- Source extract:
— Begin —
We realized that we needed lots of physical space for our 19 students and began to take advantage of the natural resource right outside our doors—the campus as classroom. But children naturally want to be close to each other, even when outdoors, so we introduced language and physical markers as gentle reminders. Doing and saying “Starfish” became a new staple of our daily routine: the children put their arms out and make adjustments if they are too close to a friend.
Social emotional learning continued to be a key component to preschool and overall school readiness, and this was tricky: we had the added layer of not being able to see half of each other's faces. Instead, we focused on the expressions in the eyes and body language, and the children adapted and continued to practice kindness, inclusion, and self-regulation.
Rather than focusing on our limitations, we made this a year of possibilities. We love the term “possibilities” because it emphasizes what is potential, surprising, mysterious, unknown, new, and original rather than something that is expected and previously defined. Many things are literally possible; everything else is possible in the realm of imagination. When we think of “possibilities,” it connotes hope, surprise, optimism, and tolerance for new views and perspectives. We use the word to encourage inventions, explore forms of expression, and to tell stories, entertain, experiment, discover, and solve problems. We believe in the possibilities and potentials of every single child.
We used the term “Possibility Parts” when using a variety of materials in Woodshop tinkering, personal projects, and art explorations. And the theme carried over to other aspects of their work and play—as they jumped into a gardening project, began a story workshop, launched rockets, and shared their family holiday traditions.
We learned that children can teach us a great deal about resilience, adaptability, and the power of being together as a community. Not only did our preschool students wear their masks and wash their hands multiple times an hour, they gracefully accepted and adapted to our scheduling changes and reminded each other to be safe, kind, and helpful. We can’t wait to watch this class move through the grades at Catlin and see them soar.
— End —
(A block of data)
— Begin —
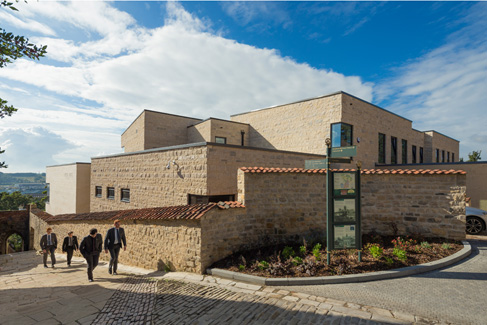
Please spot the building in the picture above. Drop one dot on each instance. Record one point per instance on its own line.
(175, 160)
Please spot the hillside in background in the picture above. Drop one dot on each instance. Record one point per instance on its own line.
(21, 178)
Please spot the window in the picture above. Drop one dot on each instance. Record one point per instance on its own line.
(221, 140)
(204, 199)
(382, 148)
(393, 150)
(404, 152)
(110, 193)
(341, 135)
(125, 195)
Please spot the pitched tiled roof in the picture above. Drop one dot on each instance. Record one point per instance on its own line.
(187, 212)
(364, 171)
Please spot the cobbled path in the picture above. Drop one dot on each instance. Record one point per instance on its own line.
(132, 303)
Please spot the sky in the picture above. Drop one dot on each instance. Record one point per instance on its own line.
(108, 61)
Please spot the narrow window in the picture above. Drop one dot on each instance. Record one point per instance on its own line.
(382, 148)
(125, 195)
(110, 193)
(341, 135)
(404, 152)
(393, 150)
(221, 140)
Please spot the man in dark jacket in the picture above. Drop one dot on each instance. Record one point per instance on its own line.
(90, 248)
(113, 242)
(48, 245)
(70, 244)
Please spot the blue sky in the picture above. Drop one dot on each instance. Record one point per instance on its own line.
(107, 61)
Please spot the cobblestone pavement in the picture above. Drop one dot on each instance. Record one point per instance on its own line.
(455, 294)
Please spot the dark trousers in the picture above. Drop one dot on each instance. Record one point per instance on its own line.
(49, 250)
(92, 260)
(69, 253)
(114, 252)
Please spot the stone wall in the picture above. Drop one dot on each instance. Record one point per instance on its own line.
(151, 184)
(151, 244)
(14, 222)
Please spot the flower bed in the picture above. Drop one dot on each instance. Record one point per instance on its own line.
(309, 259)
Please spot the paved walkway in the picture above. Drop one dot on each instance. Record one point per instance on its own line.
(31, 294)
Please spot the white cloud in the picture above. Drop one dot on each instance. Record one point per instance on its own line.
(445, 89)
(181, 67)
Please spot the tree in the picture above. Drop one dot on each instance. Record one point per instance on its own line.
(13, 47)
(474, 155)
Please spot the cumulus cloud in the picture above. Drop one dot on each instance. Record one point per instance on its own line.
(101, 83)
(445, 89)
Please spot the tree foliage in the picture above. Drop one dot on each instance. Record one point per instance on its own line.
(474, 155)
(12, 201)
(13, 47)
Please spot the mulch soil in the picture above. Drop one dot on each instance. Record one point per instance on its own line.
(271, 262)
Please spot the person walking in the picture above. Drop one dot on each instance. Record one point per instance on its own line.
(90, 248)
(70, 244)
(113, 242)
(48, 245)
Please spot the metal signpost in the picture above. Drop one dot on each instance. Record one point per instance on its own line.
(343, 219)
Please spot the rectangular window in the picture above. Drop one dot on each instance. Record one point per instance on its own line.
(393, 150)
(382, 148)
(110, 193)
(221, 140)
(404, 152)
(341, 135)
(125, 195)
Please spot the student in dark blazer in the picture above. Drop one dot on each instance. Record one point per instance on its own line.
(48, 245)
(90, 248)
(113, 242)
(70, 244)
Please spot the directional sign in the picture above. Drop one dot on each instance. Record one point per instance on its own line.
(343, 152)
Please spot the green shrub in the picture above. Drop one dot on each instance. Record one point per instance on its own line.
(425, 244)
(376, 251)
(287, 252)
(400, 254)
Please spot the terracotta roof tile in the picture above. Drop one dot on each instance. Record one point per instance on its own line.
(364, 171)
(186, 212)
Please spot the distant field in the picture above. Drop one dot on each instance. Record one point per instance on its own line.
(21, 178)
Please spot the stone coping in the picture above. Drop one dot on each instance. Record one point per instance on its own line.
(349, 278)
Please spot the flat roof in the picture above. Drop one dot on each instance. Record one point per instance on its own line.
(201, 144)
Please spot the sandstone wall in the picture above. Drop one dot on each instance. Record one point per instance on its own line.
(151, 184)
(151, 244)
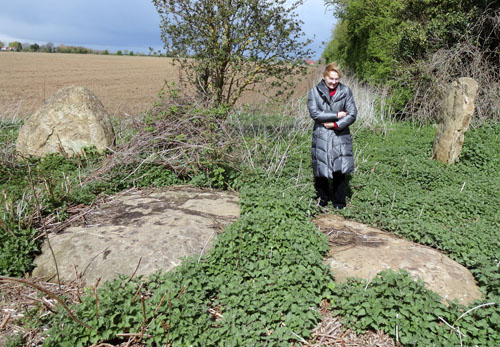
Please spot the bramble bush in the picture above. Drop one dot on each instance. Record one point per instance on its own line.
(263, 280)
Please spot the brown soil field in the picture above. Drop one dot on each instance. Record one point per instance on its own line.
(124, 84)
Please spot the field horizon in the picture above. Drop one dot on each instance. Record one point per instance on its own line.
(126, 85)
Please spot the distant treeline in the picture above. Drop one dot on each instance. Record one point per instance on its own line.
(62, 48)
(414, 48)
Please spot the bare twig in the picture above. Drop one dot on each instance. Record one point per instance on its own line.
(50, 294)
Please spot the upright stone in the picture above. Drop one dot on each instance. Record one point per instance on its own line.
(457, 110)
(69, 120)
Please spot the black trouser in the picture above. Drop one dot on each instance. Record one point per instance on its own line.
(337, 193)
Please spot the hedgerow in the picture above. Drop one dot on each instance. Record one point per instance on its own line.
(263, 280)
(452, 208)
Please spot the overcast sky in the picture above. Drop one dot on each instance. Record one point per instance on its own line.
(116, 24)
— End —
- Your goal:
Please extract, word for word, the part of the preschool passage starting with "Social emotional learning" and going on through "inclusion, and self-regulation.".

- The answer:
Social emotional learning continued to be a key component to preschool and overall school readiness, and this was tricky: we had the added layer of not being able to see half of each other's faces. Instead, we focused on the expressions in the eyes and body language, and the children adapted and continued to practice kindness, inclusion, and self-regulation.